** Data extract **
----

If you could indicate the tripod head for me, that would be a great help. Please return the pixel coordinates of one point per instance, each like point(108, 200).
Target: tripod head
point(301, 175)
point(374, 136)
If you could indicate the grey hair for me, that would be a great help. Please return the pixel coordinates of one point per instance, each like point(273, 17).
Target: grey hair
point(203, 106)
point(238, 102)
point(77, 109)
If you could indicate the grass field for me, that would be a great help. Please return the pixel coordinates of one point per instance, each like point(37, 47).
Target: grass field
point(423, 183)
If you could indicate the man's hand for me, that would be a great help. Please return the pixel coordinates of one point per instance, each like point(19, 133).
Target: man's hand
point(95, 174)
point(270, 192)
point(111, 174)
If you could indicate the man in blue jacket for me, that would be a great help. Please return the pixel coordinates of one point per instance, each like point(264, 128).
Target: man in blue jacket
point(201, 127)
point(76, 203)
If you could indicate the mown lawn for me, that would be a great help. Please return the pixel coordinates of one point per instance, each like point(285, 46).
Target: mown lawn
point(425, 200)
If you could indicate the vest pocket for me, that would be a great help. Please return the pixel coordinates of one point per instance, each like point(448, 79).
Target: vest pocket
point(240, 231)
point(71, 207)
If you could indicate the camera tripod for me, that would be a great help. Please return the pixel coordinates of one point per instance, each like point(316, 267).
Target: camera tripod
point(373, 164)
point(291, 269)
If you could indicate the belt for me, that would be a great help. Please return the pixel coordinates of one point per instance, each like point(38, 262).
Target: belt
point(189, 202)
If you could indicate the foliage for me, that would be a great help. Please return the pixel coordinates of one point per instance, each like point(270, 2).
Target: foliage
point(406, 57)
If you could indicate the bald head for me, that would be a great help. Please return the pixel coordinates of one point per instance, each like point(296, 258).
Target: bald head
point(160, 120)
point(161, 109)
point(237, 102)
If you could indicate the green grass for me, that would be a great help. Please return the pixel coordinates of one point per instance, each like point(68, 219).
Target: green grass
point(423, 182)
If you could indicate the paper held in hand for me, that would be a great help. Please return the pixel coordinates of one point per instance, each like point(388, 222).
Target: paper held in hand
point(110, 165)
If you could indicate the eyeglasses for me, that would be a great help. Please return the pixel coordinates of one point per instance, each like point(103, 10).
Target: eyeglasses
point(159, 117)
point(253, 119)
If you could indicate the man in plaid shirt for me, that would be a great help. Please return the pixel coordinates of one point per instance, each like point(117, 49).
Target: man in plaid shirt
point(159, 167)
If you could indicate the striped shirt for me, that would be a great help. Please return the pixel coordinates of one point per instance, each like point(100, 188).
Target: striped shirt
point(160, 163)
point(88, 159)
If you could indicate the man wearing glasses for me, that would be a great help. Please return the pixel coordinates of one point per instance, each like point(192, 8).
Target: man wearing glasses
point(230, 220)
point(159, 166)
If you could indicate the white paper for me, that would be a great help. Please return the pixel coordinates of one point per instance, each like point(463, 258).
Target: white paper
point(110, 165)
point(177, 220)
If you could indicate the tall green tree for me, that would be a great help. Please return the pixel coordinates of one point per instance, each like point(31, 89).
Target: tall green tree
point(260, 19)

----

** Task brief **
Transcribe all of the records above word for word, changing nothing.

** Answer to this task **
If you could indicate the tripod head for me, that would be a great help. Please return the pixel coordinates of one point per instance, each like point(108, 200).
Target: tripod head
point(301, 175)
point(374, 136)
If you could indicate the grey hair for me, that would be a great help. Please return the pixel coordinates of one point per instance, each like point(273, 17).
Target: grey hair
point(203, 106)
point(238, 102)
point(77, 109)
If you could indicate the grass field for me, that would be a great help. Please return the pixel coordinates of one point per instance, each like point(37, 47).
Target: grass field
point(423, 183)
If you could indicate the man's hand for me, that would be a great help. Please return the pixel coordinates of one point per instance, each like point(19, 133).
Target: man's hand
point(95, 174)
point(270, 192)
point(111, 174)
If you could indicate the man in blue jacket for me, that would be a great help. Please return the pixel coordinates of one point per instance, each like point(264, 128).
Target: man in blue jacket
point(201, 127)
point(76, 203)
If you could indicate the mown lawn for me, that would be a great help. Please return the pixel coordinates of one point per instance, each like point(285, 46).
Target: mown lawn
point(425, 200)
If you could indicate the vest pocket for me, that would be a great help. Please return the pixel coordinates of one point per instance, each like point(448, 79).
Target: vest pocket
point(240, 231)
point(71, 207)
If you could indicate the camera tripod for me, that would be a great help. Please return the pixel coordinates of one point per instance, each like point(316, 267).
Target: camera tripod
point(373, 164)
point(291, 269)
If you could indicate the belt for me, that would be a great help. Please return the pixel coordinates of one point per instance, each like point(38, 262).
Target: belt
point(189, 202)
If you could indicate the foliage for me, that would be a great help. Please return the pixel coordinates of one point per instance, each like point(270, 2).
Target: foliage
point(406, 57)
If you could indicate the bald head for me, that would be a great help. Please return the pixel coordinates of one point per instance, each like point(296, 258).
Target: bald head
point(160, 120)
point(161, 109)
point(237, 102)
If you could indicate the green grass for me, that would be a great help. Please return the pixel coordinates of one point per instance, each like point(68, 219).
Target: green grass
point(423, 182)
If you could indicate the paper held in hand for me, that would be a great help. Please return the pixel coordinates of one point per instance, each like point(388, 222).
Target: paper held in hand
point(110, 165)
If you could indicate the eyeglasses for me, that would be a great help. Please return the pixel coordinates of one point per instance, each like point(103, 10).
Target: eyeglasses
point(159, 117)
point(253, 119)
If you could indicate the man in plaid shirt for me, that would be a great help. Please return the pixel coordinates of one point per instance, each like point(117, 49).
Target: man in plaid shirt
point(159, 167)
If you could indicate the striped shirt for me, that would be a great help. Please return the pixel coordinates of one point per instance, each like point(100, 188).
Target: striped shirt
point(160, 163)
point(88, 159)
If you could indicate the man wearing glasses for me, that would be a great help. Please return the pixel coordinates of one point per instance, each like point(192, 8).
Target: man wearing glasses
point(230, 220)
point(159, 166)
If you could indicate the white paper for me, that would be a great help. Please return the pixel coordinates of one point per instance, each like point(463, 258).
Target: white paper
point(110, 165)
point(177, 220)
If you could indicate the tall green tree for me, that would be a great help. Please return the pixel coordinates of one point per instance, each like point(31, 89).
Target: tall green tree
point(260, 19)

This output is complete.